● Set problem
Report each line of the items below that contains the string "vegetable", matching case exactly.

● Data in this exercise

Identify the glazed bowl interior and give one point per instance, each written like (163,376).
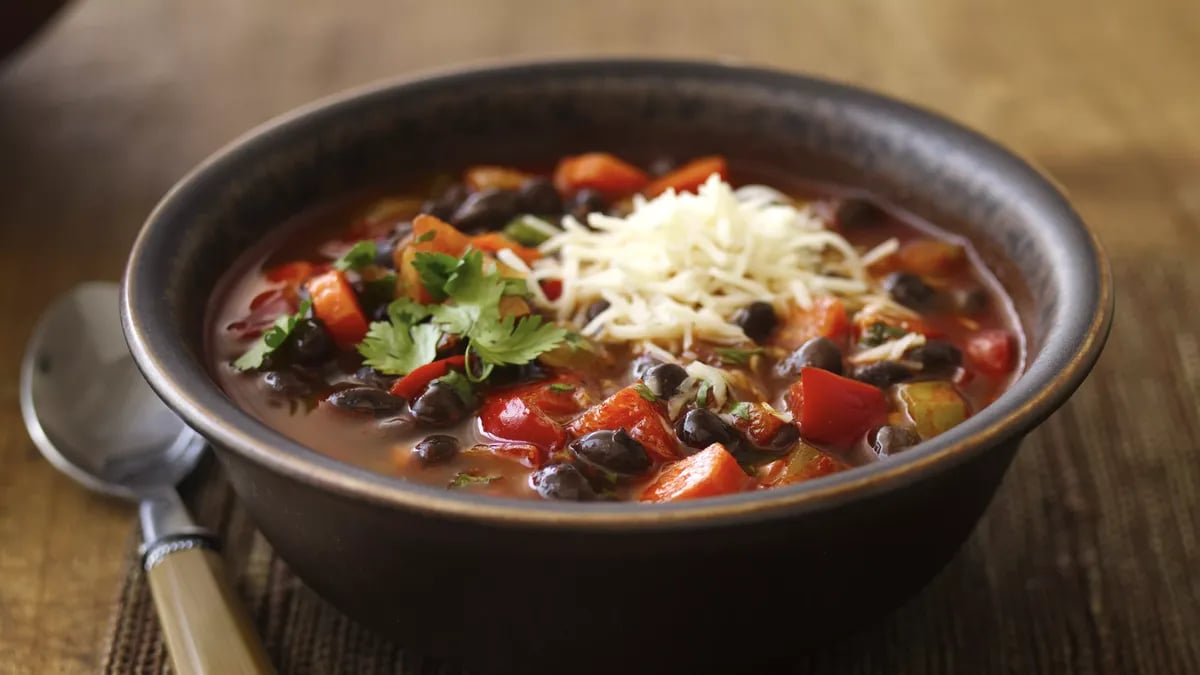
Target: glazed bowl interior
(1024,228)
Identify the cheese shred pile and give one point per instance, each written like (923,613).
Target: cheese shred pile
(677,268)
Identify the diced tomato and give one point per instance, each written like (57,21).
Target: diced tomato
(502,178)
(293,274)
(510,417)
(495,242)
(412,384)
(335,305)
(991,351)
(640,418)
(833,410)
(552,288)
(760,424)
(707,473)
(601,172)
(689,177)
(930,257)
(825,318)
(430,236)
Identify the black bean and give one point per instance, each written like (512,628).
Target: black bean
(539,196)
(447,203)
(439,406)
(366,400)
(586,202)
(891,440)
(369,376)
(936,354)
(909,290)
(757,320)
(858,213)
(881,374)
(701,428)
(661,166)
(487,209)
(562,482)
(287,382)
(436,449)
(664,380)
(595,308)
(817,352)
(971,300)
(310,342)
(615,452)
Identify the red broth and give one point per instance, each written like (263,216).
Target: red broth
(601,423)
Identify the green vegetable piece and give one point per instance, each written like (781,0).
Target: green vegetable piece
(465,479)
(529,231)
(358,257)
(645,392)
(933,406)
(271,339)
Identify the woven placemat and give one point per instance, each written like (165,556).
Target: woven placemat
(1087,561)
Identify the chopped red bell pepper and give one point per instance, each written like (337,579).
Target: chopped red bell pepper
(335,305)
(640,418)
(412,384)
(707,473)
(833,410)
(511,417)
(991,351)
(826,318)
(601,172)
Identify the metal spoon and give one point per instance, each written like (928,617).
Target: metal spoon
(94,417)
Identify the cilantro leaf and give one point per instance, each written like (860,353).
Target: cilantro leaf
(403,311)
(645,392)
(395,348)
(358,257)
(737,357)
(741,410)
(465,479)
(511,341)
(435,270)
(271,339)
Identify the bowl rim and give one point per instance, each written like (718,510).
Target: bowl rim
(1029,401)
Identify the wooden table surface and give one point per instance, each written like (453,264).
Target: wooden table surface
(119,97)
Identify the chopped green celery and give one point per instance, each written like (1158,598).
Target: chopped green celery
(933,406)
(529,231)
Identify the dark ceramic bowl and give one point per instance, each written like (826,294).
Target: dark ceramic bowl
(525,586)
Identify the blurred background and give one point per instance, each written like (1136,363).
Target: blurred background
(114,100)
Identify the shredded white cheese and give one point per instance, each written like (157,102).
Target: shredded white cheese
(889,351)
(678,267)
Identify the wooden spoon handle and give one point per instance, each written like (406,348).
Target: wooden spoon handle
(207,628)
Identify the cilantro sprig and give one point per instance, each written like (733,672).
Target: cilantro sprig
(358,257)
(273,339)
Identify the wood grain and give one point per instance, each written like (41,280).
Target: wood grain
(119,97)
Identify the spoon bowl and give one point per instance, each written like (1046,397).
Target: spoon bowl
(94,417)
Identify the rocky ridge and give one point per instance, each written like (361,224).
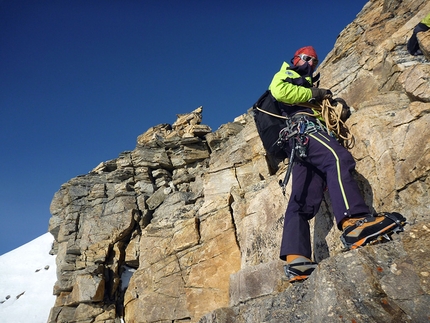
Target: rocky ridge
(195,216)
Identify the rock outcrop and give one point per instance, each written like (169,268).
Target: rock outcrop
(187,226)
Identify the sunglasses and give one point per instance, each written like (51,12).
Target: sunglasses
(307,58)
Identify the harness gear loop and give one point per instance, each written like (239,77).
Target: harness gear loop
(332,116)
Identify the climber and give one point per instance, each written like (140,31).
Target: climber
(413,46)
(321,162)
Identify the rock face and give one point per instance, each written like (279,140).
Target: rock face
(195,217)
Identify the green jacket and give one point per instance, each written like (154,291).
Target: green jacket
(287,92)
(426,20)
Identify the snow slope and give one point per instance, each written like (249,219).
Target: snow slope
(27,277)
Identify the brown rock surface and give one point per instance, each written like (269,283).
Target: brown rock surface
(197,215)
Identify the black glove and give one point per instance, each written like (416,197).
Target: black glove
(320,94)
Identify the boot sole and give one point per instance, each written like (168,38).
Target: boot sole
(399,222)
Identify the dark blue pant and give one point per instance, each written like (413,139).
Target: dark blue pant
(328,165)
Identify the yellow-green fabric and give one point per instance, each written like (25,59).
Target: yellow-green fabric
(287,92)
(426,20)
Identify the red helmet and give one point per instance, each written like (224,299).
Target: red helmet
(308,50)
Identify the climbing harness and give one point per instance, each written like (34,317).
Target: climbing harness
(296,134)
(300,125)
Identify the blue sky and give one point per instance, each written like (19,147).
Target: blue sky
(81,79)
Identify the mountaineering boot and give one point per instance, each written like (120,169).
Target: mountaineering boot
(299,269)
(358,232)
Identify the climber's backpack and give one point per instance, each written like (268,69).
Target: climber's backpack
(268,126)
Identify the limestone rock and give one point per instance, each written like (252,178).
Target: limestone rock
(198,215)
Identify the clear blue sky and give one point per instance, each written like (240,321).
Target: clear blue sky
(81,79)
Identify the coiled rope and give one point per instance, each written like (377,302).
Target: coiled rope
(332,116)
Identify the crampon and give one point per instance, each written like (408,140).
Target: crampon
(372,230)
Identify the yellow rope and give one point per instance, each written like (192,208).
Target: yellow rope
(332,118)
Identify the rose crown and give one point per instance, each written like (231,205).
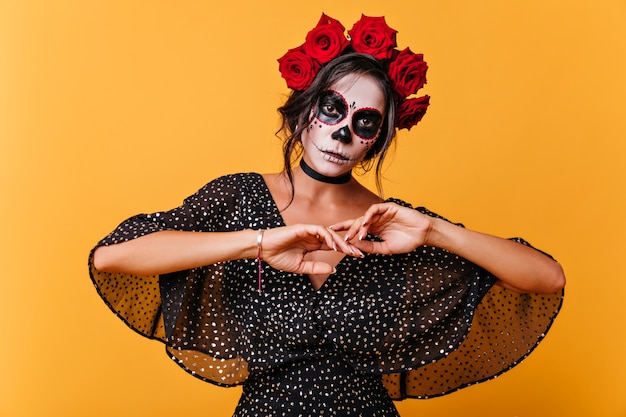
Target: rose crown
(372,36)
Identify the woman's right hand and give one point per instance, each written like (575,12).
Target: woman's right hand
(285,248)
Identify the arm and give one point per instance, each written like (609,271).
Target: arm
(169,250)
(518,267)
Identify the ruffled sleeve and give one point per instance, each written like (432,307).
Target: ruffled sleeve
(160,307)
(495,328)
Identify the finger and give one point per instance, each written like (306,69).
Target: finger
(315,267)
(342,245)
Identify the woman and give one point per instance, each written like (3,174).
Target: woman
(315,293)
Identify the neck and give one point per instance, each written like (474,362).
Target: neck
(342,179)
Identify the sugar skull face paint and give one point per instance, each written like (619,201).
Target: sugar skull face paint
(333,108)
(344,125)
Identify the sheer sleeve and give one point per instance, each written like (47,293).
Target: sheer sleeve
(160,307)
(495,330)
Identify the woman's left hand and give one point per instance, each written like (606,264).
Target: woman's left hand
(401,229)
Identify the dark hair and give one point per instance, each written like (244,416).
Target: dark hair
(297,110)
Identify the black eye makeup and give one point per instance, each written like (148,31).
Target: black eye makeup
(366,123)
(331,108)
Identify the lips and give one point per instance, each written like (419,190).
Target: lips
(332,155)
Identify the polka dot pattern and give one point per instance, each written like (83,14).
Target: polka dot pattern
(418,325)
--
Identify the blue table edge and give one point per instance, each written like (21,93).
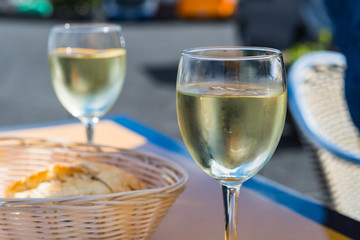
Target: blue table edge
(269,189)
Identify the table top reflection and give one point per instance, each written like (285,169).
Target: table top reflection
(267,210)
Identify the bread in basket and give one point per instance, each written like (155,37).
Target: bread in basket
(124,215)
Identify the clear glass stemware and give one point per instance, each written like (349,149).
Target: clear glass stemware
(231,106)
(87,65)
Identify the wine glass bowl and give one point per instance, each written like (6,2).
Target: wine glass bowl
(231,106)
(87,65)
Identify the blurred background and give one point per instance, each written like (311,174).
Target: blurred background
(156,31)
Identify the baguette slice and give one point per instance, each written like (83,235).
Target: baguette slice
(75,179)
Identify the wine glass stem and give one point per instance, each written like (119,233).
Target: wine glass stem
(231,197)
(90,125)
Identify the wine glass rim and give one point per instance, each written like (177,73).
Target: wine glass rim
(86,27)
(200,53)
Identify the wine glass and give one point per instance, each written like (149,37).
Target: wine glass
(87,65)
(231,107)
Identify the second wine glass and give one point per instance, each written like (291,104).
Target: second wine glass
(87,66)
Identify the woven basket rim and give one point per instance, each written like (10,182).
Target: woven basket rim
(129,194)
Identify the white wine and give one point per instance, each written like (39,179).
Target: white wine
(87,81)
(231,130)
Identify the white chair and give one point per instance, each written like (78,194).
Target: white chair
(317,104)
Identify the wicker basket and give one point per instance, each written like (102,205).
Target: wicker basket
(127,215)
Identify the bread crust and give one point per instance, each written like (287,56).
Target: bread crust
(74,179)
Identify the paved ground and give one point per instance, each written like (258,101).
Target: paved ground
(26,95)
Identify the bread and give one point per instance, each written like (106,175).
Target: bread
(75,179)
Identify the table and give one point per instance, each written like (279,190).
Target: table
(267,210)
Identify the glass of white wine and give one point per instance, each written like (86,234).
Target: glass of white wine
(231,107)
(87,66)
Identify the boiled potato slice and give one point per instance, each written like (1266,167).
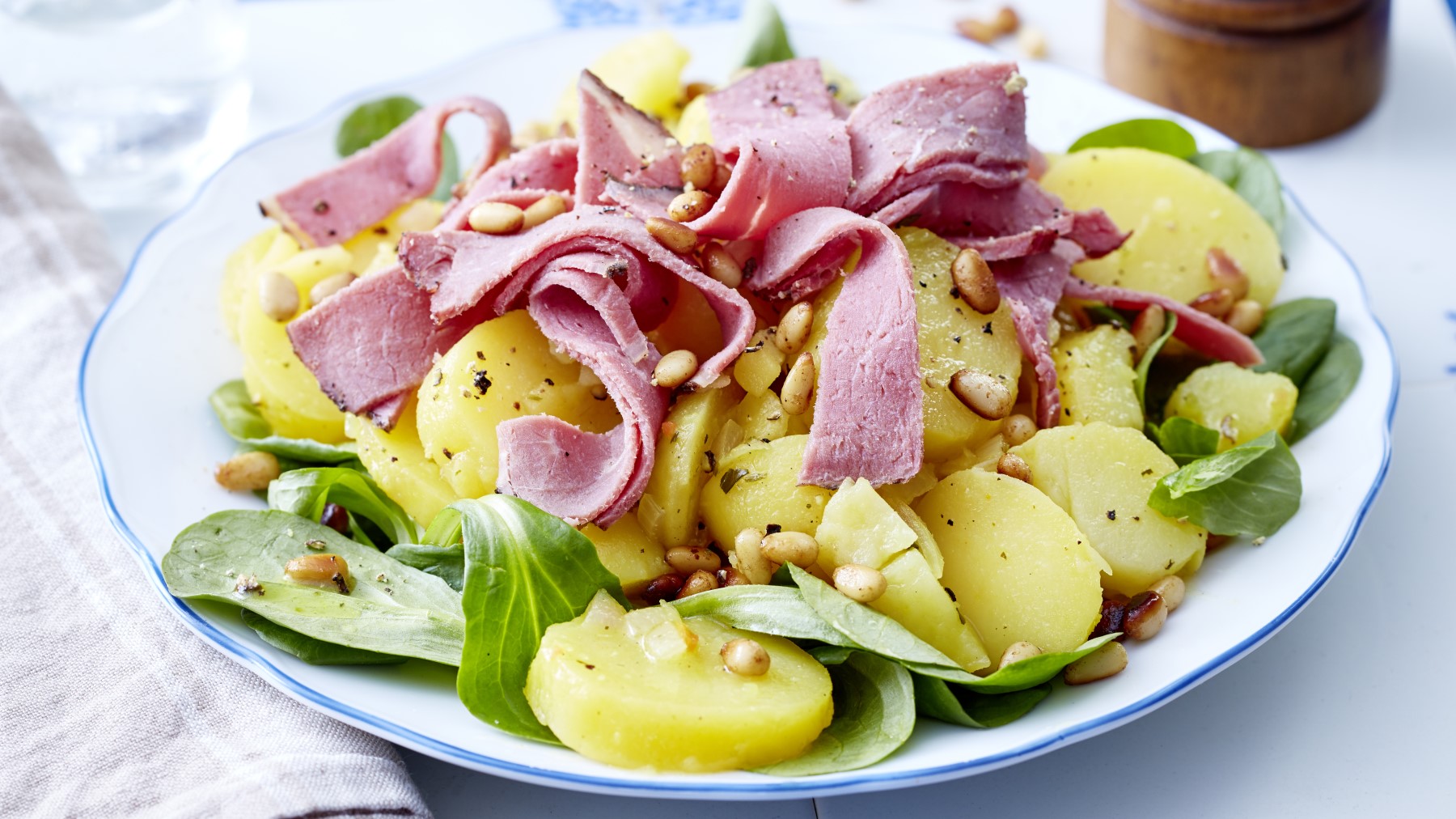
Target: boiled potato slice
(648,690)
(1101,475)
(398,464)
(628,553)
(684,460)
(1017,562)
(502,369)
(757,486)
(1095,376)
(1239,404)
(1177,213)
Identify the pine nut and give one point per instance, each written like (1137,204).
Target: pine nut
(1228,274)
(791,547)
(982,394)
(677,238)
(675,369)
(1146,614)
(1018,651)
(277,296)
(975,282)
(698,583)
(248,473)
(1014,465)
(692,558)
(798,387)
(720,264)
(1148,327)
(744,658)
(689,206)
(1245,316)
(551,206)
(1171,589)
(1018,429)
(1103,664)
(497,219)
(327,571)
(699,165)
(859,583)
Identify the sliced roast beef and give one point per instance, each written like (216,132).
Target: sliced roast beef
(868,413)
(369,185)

● Result below
Identify the green vegetable piece and give one point per instance, each written like (781,0).
Target: green vegetable piece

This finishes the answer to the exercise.